__PROBLEM REQUIREMENTS__. Copy everything from the line containing "Consider the photo above. For every instance of the grass, which" down to the last of the rows below, both ends included. Keep the requests unchanged, multiply every coordinate in the answers by 2 and round to whole numbers with halves going up, and leave the pictures out.

________________________

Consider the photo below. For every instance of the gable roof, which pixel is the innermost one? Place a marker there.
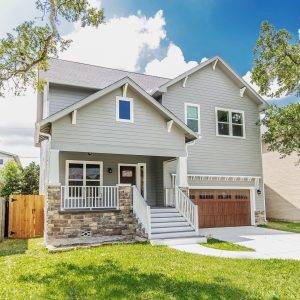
(190, 135)
(84, 75)
(218, 60)
(14, 156)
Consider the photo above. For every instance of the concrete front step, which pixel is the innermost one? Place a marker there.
(178, 241)
(163, 210)
(169, 224)
(165, 215)
(171, 219)
(172, 235)
(171, 229)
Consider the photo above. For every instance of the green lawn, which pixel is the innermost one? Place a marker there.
(282, 225)
(139, 271)
(222, 245)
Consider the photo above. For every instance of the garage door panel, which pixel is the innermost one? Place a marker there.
(218, 208)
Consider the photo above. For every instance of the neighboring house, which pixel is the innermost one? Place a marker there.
(282, 186)
(6, 156)
(121, 151)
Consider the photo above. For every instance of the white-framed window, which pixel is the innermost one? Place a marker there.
(84, 173)
(192, 116)
(230, 123)
(124, 109)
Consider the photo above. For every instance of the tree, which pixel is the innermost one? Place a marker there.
(30, 179)
(283, 129)
(278, 60)
(11, 176)
(29, 47)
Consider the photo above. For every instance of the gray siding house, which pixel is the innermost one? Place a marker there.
(126, 154)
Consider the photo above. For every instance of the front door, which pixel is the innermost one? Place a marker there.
(128, 175)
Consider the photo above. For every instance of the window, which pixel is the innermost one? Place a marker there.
(192, 116)
(230, 123)
(83, 173)
(124, 109)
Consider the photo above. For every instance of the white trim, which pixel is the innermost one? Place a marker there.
(169, 125)
(125, 86)
(215, 64)
(74, 117)
(184, 81)
(230, 111)
(242, 91)
(84, 163)
(186, 104)
(251, 191)
(137, 174)
(130, 100)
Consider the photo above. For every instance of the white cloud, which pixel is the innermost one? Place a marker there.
(170, 66)
(118, 43)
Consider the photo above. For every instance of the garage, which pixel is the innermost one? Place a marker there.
(222, 207)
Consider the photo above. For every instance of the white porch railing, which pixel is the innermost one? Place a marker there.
(142, 210)
(89, 197)
(187, 208)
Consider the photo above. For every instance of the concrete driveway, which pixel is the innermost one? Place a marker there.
(268, 243)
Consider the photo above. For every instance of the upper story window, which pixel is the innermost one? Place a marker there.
(230, 123)
(192, 116)
(124, 109)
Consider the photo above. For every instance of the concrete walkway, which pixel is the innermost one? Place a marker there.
(267, 243)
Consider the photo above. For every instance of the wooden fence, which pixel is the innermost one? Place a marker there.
(26, 216)
(2, 218)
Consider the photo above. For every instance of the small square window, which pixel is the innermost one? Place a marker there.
(124, 109)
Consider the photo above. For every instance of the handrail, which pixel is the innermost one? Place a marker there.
(89, 197)
(142, 210)
(187, 208)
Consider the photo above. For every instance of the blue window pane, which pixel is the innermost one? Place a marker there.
(124, 110)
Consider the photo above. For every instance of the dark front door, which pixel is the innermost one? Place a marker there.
(127, 174)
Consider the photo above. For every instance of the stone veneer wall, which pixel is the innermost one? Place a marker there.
(85, 227)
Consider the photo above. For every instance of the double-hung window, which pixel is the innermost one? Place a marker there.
(192, 116)
(124, 109)
(84, 173)
(230, 123)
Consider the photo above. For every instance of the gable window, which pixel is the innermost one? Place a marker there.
(192, 116)
(124, 109)
(230, 122)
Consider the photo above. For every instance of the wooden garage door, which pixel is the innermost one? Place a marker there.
(219, 208)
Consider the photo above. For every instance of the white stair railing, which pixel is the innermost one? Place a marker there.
(187, 208)
(142, 210)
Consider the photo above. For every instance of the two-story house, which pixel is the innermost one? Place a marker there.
(125, 154)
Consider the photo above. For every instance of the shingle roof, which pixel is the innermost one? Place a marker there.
(84, 75)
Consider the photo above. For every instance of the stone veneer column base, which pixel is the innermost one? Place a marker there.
(88, 227)
(260, 217)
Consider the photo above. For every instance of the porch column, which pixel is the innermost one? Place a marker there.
(181, 172)
(53, 177)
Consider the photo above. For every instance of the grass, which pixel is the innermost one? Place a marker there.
(222, 245)
(139, 271)
(282, 225)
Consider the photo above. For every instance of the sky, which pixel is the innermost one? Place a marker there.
(163, 38)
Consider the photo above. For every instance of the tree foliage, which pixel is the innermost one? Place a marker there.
(11, 177)
(278, 60)
(30, 180)
(16, 180)
(28, 48)
(283, 129)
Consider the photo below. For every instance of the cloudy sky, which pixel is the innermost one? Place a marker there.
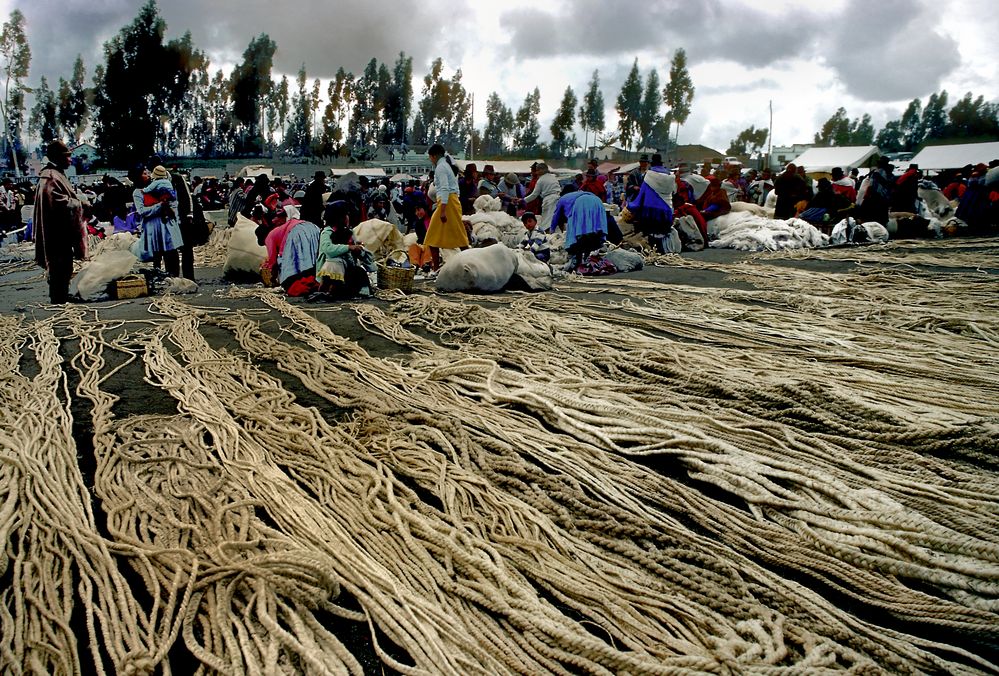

________________________

__RESPONSE__.
Consider the photo above. For every instance of the grass, which pixel is the innermost one? Place a marker there.
(444, 490)
(278, 542)
(564, 450)
Consider the photo above. For every instance of the sky, which pixel is the innermost one? Place a marker there.
(326, 76)
Consider the photo above. For every instance of the tree foliage, which pixel is the innermost one? Place a marker there.
(22, 354)
(556, 120)
(60, 360)
(32, 360)
(56, 96)
(566, 258)
Consider the photo below. For every instance of the cloudy sky, which pixel is the innermost one? Place a marker there.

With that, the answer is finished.